*Parts of the exercise*
a) From the passage on grace, list every effort it names as "the best we can do" to hide our shame.
b) Recast the lines of the records, from the line with "Get green court" to the line with "left=54, top=38, right=131, bottom=74", as a numbered list, leaving out any blank lines.

*Supplied passage*

[START]

Noah gets drunk. Abraham sleeps with his wife's slave. Isaac lies. Jacob cheats. The sons of Israel are violent and vile in their conduct, except for Joseph. These are the people God chooses to redeem. Scandalous!

But, that is the nature of grace. It is what makes grace to be grace. It is God's unmerited favor bestowed on undeserving sinners. That is what we all are. Grace is what we all need. Grace is what we can never earn. The external effort cannot hide the internal evil. The best we can do is try to hide our shame behind a garment of fig leaves, cling to a log while it rains for forty days, build a tower to try to reach heaven--to no avail. Only grace can clothe us in righteousness, secure us in the ark of salvation and place a ladder that extends down to us from heaven.

Adam and Eve being driven from the garden---that's not scandalous. We would expect that. God reaching out to them and clothing them. God giving a promise that through this sinful woman's descendant the Savior would be born--that's scandalous.

[END]

*Given data*

[START]

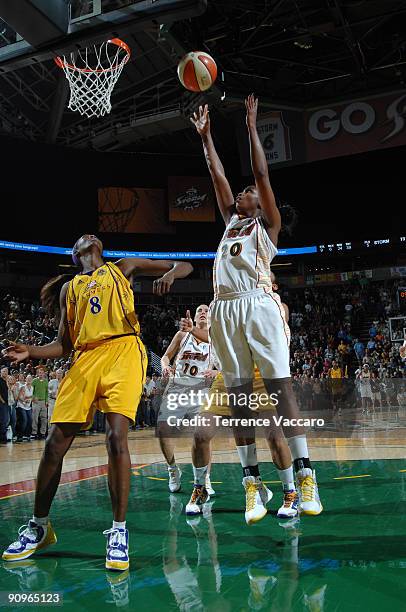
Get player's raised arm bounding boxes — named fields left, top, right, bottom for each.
left=161, top=331, right=186, bottom=377
left=190, top=104, right=234, bottom=225
left=116, top=257, right=193, bottom=295
left=2, top=283, right=73, bottom=365
left=245, top=94, right=281, bottom=246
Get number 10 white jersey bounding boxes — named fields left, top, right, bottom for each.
left=173, top=333, right=213, bottom=385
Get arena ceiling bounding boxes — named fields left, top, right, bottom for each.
left=0, top=0, right=406, bottom=154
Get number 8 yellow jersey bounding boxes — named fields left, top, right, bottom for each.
left=66, top=263, right=140, bottom=350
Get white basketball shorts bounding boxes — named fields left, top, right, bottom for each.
left=210, top=289, right=290, bottom=388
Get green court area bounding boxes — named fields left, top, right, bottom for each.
left=0, top=460, right=406, bottom=612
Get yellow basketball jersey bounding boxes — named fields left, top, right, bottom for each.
left=66, top=263, right=140, bottom=350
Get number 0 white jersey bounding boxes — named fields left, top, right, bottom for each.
left=213, top=214, right=278, bottom=298
left=173, top=333, right=213, bottom=385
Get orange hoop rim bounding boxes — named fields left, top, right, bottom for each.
left=54, top=38, right=131, bottom=74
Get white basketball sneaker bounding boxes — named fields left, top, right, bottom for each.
left=186, top=485, right=210, bottom=516
left=204, top=474, right=216, bottom=497
left=242, top=476, right=273, bottom=525
left=297, top=468, right=323, bottom=516
left=168, top=465, right=182, bottom=493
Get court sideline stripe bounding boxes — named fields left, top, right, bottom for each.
left=0, top=463, right=150, bottom=499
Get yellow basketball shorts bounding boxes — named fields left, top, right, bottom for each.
left=201, top=368, right=276, bottom=416
left=51, top=336, right=147, bottom=429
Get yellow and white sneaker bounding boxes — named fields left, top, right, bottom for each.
left=204, top=474, right=216, bottom=497
left=276, top=490, right=299, bottom=519
left=103, top=527, right=130, bottom=572
left=242, top=476, right=273, bottom=525
left=2, top=520, right=57, bottom=561
left=297, top=468, right=323, bottom=516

[END]

*Expected outputs*
a)
1. Try to hide our shame behind a garment of fig leaves
2. Cling to a log while it rains for forty days
3. Build a tower to try to reach heaven

b)
1. Get green court area bounding boxes — named fields left, top, right, bottom for each.
2. left=0, top=460, right=406, bottom=612
3. Get yellow basketball jersey bounding boxes — named fields left, top, right, bottom for each.
4. left=66, top=263, right=140, bottom=350
5. Get number 0 white jersey bounding boxes — named fields left, top, right, bottom for each.
6. left=213, top=214, right=278, bottom=298
7. left=173, top=333, right=213, bottom=385
8. Get orange hoop rim bounding boxes — named fields left, top, right, bottom for each.
9. left=54, top=38, right=131, bottom=74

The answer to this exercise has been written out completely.